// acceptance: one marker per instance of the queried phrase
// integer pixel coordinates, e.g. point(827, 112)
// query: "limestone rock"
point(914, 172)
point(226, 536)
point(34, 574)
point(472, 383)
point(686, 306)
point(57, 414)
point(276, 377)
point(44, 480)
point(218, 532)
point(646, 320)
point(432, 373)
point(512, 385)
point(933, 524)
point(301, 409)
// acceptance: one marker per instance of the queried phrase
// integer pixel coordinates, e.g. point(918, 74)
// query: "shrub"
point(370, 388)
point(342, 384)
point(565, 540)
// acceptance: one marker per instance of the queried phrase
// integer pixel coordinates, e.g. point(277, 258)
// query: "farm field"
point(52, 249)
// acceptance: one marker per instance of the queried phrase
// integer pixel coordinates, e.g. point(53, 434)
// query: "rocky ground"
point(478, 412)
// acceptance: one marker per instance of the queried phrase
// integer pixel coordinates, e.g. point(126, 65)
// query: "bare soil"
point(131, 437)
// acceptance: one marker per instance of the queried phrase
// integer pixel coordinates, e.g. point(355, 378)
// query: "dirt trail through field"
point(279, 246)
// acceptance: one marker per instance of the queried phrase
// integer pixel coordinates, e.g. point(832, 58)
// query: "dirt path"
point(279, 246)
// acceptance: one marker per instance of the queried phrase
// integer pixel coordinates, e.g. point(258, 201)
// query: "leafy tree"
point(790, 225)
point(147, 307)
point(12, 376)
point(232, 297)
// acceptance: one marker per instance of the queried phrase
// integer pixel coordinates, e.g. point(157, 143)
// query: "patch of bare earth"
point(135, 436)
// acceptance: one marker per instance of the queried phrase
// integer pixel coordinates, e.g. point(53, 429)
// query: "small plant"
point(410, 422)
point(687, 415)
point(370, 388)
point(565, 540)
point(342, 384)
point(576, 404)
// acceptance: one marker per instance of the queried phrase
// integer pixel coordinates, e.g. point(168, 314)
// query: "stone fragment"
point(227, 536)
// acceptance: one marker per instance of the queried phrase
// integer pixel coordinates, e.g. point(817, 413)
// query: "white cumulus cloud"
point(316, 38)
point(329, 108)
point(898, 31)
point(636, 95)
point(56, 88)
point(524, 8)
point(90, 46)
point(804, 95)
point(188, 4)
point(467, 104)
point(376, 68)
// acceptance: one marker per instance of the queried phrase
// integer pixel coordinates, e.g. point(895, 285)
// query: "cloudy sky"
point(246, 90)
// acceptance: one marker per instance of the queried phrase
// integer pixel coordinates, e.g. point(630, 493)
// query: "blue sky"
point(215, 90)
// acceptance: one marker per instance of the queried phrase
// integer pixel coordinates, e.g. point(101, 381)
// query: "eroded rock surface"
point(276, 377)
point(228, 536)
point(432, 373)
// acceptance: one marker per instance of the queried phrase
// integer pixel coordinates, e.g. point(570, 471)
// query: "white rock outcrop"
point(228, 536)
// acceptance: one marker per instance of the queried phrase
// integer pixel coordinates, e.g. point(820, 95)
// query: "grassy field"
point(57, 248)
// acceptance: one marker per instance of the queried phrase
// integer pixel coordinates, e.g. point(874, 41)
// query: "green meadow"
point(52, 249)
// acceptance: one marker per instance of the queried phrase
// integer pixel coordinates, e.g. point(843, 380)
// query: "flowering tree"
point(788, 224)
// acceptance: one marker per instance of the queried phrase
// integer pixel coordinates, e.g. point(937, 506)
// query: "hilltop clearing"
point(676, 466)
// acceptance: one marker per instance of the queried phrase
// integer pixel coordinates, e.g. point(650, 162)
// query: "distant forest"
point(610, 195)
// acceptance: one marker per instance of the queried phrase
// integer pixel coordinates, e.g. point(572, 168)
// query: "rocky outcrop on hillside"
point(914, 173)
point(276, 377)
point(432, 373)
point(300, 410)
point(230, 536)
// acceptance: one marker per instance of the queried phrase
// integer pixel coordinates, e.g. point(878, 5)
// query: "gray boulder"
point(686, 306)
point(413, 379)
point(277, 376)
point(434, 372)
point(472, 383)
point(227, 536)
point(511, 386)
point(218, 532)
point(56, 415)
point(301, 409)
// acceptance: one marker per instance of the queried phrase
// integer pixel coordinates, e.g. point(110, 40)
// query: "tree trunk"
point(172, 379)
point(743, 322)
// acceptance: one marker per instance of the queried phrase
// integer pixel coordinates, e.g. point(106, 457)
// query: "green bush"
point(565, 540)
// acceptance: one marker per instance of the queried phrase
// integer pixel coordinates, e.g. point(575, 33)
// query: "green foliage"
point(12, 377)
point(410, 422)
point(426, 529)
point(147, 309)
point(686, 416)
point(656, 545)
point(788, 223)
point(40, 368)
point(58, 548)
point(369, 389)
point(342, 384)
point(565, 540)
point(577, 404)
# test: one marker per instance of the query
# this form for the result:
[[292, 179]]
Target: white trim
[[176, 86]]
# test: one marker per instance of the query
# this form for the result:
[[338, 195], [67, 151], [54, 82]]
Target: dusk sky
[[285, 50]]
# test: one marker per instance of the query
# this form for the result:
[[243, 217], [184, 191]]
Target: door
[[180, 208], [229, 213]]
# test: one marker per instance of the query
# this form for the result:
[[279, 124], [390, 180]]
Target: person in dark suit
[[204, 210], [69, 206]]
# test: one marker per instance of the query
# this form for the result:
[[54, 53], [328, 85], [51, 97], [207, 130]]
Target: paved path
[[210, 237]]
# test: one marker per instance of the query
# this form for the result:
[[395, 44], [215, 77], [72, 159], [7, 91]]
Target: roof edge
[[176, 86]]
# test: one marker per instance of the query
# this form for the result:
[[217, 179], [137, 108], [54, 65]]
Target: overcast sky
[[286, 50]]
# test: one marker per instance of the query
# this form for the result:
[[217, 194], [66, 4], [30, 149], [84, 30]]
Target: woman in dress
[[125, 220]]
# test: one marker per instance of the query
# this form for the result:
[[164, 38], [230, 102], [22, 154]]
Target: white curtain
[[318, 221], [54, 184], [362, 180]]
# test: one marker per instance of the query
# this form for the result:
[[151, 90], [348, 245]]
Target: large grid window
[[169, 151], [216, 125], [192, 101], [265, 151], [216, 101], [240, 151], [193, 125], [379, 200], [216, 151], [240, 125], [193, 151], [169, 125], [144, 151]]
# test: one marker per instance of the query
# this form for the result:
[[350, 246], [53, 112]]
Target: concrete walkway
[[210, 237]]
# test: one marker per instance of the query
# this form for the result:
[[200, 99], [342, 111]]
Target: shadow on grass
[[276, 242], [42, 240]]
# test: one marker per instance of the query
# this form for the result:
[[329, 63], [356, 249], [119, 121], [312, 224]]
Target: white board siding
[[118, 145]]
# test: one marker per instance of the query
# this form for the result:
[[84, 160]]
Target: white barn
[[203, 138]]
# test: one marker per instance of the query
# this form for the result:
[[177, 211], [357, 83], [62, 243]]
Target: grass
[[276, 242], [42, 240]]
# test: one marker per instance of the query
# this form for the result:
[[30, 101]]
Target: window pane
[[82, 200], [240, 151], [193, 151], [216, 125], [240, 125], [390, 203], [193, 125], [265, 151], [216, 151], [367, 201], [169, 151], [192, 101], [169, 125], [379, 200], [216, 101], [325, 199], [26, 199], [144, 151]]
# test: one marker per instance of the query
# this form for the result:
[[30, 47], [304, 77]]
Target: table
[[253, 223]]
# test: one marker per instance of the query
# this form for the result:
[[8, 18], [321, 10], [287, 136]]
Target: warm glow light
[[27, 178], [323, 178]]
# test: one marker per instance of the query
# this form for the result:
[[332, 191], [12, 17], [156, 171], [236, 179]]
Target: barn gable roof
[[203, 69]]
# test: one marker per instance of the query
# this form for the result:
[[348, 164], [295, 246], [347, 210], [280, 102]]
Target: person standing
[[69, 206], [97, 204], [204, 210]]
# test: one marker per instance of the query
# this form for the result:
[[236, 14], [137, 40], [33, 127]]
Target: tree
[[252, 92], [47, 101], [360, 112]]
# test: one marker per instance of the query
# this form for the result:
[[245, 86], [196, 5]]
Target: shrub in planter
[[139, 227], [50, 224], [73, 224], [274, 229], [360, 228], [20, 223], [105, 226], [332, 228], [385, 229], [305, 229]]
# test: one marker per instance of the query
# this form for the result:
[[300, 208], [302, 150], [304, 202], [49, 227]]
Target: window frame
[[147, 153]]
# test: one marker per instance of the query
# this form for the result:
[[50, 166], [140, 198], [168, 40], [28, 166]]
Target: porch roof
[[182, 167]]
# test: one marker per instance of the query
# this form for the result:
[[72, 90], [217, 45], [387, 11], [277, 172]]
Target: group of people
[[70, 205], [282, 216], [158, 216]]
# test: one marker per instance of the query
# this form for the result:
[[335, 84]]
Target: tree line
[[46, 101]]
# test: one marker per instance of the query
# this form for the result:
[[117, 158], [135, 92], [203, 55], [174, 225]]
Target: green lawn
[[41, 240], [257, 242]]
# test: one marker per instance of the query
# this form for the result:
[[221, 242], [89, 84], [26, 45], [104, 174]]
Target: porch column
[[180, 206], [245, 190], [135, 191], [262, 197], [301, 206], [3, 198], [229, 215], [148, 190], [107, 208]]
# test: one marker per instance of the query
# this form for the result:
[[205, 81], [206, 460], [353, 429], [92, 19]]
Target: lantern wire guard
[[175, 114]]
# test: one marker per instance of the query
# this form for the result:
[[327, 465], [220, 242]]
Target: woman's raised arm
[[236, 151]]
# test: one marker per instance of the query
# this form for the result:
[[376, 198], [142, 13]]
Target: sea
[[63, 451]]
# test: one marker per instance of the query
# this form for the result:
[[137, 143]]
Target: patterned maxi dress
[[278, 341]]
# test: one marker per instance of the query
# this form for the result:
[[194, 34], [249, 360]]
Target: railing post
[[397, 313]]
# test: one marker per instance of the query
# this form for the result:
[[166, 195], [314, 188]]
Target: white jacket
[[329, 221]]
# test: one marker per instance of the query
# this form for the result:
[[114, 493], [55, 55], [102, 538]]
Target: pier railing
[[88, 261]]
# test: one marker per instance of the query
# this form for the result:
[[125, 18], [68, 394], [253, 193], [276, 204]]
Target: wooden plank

__________

## The problem
Quote the records from their first line to the line with "e.g. point(355, 378)", inclusive, without adding or dropping anything.

## Task result
// acceptance: one marker per instance of the queried phrase
// integer pixel coordinates, e.g. point(827, 112)
// query: "limestone rock"
point(914, 172)
point(226, 536)
point(34, 574)
point(472, 383)
point(686, 306)
point(57, 414)
point(276, 377)
point(44, 480)
point(218, 532)
point(646, 320)
point(432, 373)
point(512, 385)
point(933, 524)
point(301, 409)
// acceptance: one marker per instance of the queried phrase
// integer pixel coordinates, e.g. point(918, 74)
// query: "shrub"
point(370, 388)
point(342, 384)
point(565, 540)
// acceptance: one marker per instance of the queried phrase
// integer pixel coordinates, e.g. point(277, 258)
// query: "farm field"
point(52, 249)
// acceptance: one marker per instance of the queried phrase
// integer pixel coordinates, e.g. point(53, 434)
// query: "rocky ground"
point(478, 412)
// acceptance: one marker per instance of the queried phrase
// integer pixel coordinates, e.g. point(126, 65)
// query: "bare soil"
point(131, 437)
// acceptance: one marker per instance of the queried phrase
// integer pixel coordinates, e.g. point(355, 378)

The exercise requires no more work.